EXERCISE REQUIREMENTS >>
a: In the article on data cleaning for AI, condense the bullet beginning "Realistic enterprise data modernization runs" into a short list that keeps its main facts.
b: Go on with the article on data cleaning for AI, starting right after its final bullet.

PASSAGE PROVIDED >>
_____
← Adoption Challenges 🕐 9 min read
Adoption Challenges

Data Cleaning for AI: What It Actually Takes, Who Actually Does It, and How Long It Really Runs

The honest answer: almost nobody has finished.


Executive Summary

  • Gartner (Feb 2025, n=248 data management leaders) predicts 60% of AI projects unsupported by AI-ready data will be abandoned through 2026. 63% of organizations either lack or are unsure they have the right data management practices for AI.
  • Qlik / Wakefield Research (Feb 2025, n=500 U.S. data professionals at $500M+ firms) finds 81% report significant data quality problems and 85% say leadership isn’t addressing them. 96% expect widespread crises from poor AI data quality. This is the cleanest recent picture of the gap between AI ambition and data reality.
  • Realistic enterprise data modernization runs 6–18 months end-to-end. The bottleneck is not moving the raw data — it is the consumption layer (dashboards, reports) and transformation logic (thousands of stored procedures, undocumented business rules). Mid-market Snowflake setups cost $200K–$1M+ to stand up and $150K–$400K/year to run.
  • AI-assisted tooling compresses one slice of the work dramatically: Caylent’s SQL-to-PostgreSQL migration for Teamfront/Arborgold ran 2,500+ stored procedures in 10 weeks vs. a 40-week manual estimate, with 70% AI-automated, 20% AI-assisted, 10% hand-coded. The remaining 30% — the part that still requires humans — is where mid-market companies stall.
_____
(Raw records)
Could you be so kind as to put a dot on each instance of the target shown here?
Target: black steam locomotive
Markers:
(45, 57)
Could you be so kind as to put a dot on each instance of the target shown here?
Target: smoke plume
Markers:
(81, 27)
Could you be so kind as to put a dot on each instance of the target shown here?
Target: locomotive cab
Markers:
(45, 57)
_____
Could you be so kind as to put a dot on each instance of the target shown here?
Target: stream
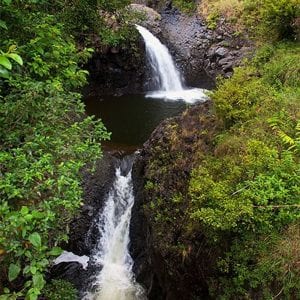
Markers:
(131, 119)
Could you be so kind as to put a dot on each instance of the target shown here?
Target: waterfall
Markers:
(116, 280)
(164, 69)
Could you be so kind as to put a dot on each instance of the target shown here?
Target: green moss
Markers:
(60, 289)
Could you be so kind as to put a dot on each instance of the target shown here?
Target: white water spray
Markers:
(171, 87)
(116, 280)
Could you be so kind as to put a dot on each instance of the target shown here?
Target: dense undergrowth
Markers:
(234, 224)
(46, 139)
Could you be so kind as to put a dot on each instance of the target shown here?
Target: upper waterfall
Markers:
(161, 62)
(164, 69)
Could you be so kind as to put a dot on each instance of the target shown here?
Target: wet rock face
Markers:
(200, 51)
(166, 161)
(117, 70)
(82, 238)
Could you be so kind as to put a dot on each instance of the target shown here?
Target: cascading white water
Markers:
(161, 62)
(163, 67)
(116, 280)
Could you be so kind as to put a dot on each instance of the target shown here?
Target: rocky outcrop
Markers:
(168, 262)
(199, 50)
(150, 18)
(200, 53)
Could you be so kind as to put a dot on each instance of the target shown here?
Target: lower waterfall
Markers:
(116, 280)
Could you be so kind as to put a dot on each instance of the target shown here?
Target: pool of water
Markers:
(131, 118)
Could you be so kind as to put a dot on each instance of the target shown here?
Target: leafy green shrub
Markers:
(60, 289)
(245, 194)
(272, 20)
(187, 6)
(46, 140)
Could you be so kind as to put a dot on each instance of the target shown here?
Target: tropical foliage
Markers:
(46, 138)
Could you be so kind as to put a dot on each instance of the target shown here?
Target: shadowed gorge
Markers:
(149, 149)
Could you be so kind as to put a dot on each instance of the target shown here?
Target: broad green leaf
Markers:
_____
TASK-BY-TASK OUTPUTS >>
a:
- Enterprise data modernization realistically takes 6–18 months from start to finish.
- Moving the raw data is not the bottleneck.
- The slow parts are the consumption layer (dashboards, reports) and the transformation logic (thousands of stored procedures, undocumented business rules).
- A mid-market Snowflake setup costs $200K–$1M+ to stand up and $150K–$400K per year to run.

b:
  • Anaconda’s recurring State of Data Science survey finds data scientists spend 39–45% of their time on data preparation (not the often-cited 80%). Independent of AI, 47% of newly created records contain at least one critical error (MIT Sloan) and only 3% of companies’ data meets basic quality standards (HBR). Cleaning is continuous, not a one-time project.

What “Doing It Well” Actually Looks Like

The honest answer: almost nobody has finished. The companies cited as data-ready role models are mostly large enterprises with seven-figure data platform teams (Morgan Stanley, JPMorgan, Walmart) that have been investing in data infrastructure for a decade before GenAI arrived. There is no 500-person law firm or manufacturer in the public record that ran a 90-day data-cleanup sprint and emerged AI-ready. What exists instead is a smaller pattern: companies that picked a narrow scope, funded it properly, and accepted that “clean” is a steady-state operational discipline, not a project milestone.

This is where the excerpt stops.